WRITTEN EXERCISE: Pictures aside, repeat every entry exactly.

Excerpts from point annotation data:
▼
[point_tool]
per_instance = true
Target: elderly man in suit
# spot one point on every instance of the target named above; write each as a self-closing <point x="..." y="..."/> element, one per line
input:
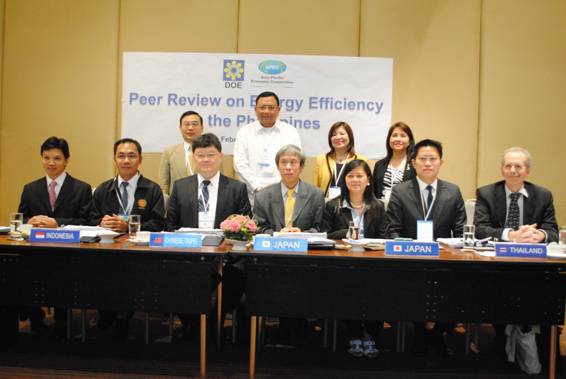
<point x="54" y="200"/>
<point x="427" y="198"/>
<point x="289" y="206"/>
<point x="204" y="200"/>
<point x="515" y="210"/>
<point x="177" y="161"/>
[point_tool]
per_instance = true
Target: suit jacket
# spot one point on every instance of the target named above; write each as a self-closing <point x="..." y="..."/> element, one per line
<point x="491" y="210"/>
<point x="405" y="208"/>
<point x="173" y="167"/>
<point x="336" y="220"/>
<point x="148" y="203"/>
<point x="324" y="170"/>
<point x="379" y="173"/>
<point x="269" y="208"/>
<point x="71" y="207"/>
<point x="182" y="210"/>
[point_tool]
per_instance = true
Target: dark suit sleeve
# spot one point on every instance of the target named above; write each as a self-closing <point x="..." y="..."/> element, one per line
<point x="261" y="215"/>
<point x="548" y="223"/>
<point x="484" y="217"/>
<point x="172" y="222"/>
<point x="459" y="216"/>
<point x="394" y="216"/>
<point x="156" y="220"/>
<point x="82" y="210"/>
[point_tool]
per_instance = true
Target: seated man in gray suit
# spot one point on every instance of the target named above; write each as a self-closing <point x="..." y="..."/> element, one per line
<point x="515" y="210"/>
<point x="204" y="200"/>
<point x="427" y="198"/>
<point x="290" y="205"/>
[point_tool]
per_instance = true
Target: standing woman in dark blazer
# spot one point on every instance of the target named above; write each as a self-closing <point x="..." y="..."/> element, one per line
<point x="396" y="166"/>
<point x="357" y="203"/>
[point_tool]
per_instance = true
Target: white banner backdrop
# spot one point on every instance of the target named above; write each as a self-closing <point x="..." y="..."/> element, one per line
<point x="315" y="92"/>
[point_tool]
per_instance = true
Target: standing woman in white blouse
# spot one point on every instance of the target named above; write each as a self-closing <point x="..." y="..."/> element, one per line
<point x="396" y="166"/>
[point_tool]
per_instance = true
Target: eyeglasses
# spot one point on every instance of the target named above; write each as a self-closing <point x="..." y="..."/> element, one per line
<point x="266" y="108"/>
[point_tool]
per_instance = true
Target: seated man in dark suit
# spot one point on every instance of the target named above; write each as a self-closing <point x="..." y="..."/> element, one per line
<point x="54" y="200"/>
<point x="116" y="199"/>
<point x="289" y="206"/>
<point x="515" y="210"/>
<point x="427" y="198"/>
<point x="204" y="200"/>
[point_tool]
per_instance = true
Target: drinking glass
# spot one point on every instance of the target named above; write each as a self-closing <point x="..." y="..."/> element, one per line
<point x="16" y="221"/>
<point x="134" y="226"/>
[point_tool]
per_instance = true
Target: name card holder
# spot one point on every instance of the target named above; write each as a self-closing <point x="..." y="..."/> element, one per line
<point x="176" y="240"/>
<point x="412" y="248"/>
<point x="279" y="245"/>
<point x="520" y="250"/>
<point x="54" y="235"/>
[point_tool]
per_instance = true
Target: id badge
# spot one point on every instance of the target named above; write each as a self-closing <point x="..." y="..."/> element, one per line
▲
SOLUTION FOR THIS PROBLEM:
[point_tool]
per_instance = true
Target: elderly man in suit
# spot one point on every instance of the target named above; write each as a self-closing <point x="..." y="..."/> element, one per line
input:
<point x="54" y="200"/>
<point x="427" y="198"/>
<point x="289" y="206"/>
<point x="204" y="200"/>
<point x="515" y="210"/>
<point x="177" y="161"/>
[point_tool]
per_instance = true
Target: suit jacket
# spot one point on every instance of the target named above; write each as a self-closing <point x="..." y="..."/> element, one per line
<point x="491" y="210"/>
<point x="405" y="208"/>
<point x="173" y="167"/>
<point x="336" y="220"/>
<point x="148" y="203"/>
<point x="324" y="170"/>
<point x="379" y="173"/>
<point x="269" y="208"/>
<point x="71" y="207"/>
<point x="182" y="210"/>
[point_tool]
per_instance = true
Target: dark suit sleeve
# spot one point on every instance of the target named above; write each as a self-closing <point x="..." y="..."/> element, one per line
<point x="261" y="215"/>
<point x="548" y="223"/>
<point x="484" y="217"/>
<point x="172" y="222"/>
<point x="459" y="216"/>
<point x="394" y="216"/>
<point x="156" y="220"/>
<point x="82" y="210"/>
[point_tool]
per_instance = true
Target: seated man in gray suit
# spot one point on every instance of the target named above; write each as a self-closing <point x="..." y="..."/> element, one per line
<point x="515" y="210"/>
<point x="204" y="200"/>
<point x="427" y="198"/>
<point x="290" y="205"/>
[point_tool]
per_instance = true
Target: standing woman in dark blazer
# spot one point on every instance of the target named above; write each as a self-closing <point x="..." y="..."/> element, one per line
<point x="396" y="166"/>
<point x="357" y="203"/>
[point_tool]
per_instance = true
Target: white banner backdrop
# spot one point on every instance of the target named above; write each as a self-closing <point x="..." y="..."/> element, one per line
<point x="315" y="92"/>
[point_tool]
per_instance = true
Target: standing woman in white blouse
# spot one point on every instance of the target named above; write each as a self-closing <point x="..." y="..."/> element, one per line
<point x="396" y="166"/>
[point_tool]
per_instance = true
Target: eyeglasses
# spot one point on every instance of the target named above; write each as a self-closing <point x="..." y="..."/> element, one per line
<point x="266" y="108"/>
[point_tool]
per_instance = true
Target: seated man in dark suit
# spot one point on every instance of the target named above; write each as a self-closing <point x="..." y="..."/> element, one per line
<point x="54" y="200"/>
<point x="116" y="199"/>
<point x="289" y="206"/>
<point x="515" y="210"/>
<point x="427" y="198"/>
<point x="204" y="200"/>
[point_tool]
per_instance = true
Target: drinking glass
# spot one point on every instance of the target named above; write each as a self-closing <point x="..." y="..."/> element, one per line
<point x="16" y="221"/>
<point x="134" y="226"/>
[point_tool]
per_instance = true
Target: name card holder
# spot one point on every instance of the target named above; write each as a self-closing <point x="..." y="..."/> element, one per line
<point x="176" y="240"/>
<point x="412" y="248"/>
<point x="279" y="245"/>
<point x="520" y="250"/>
<point x="54" y="235"/>
[point_tool]
per_instance = true
Target: id badge
# spot one point on every instance of the target named above; write each as a self-closing <point x="..." y="..."/> element, one per line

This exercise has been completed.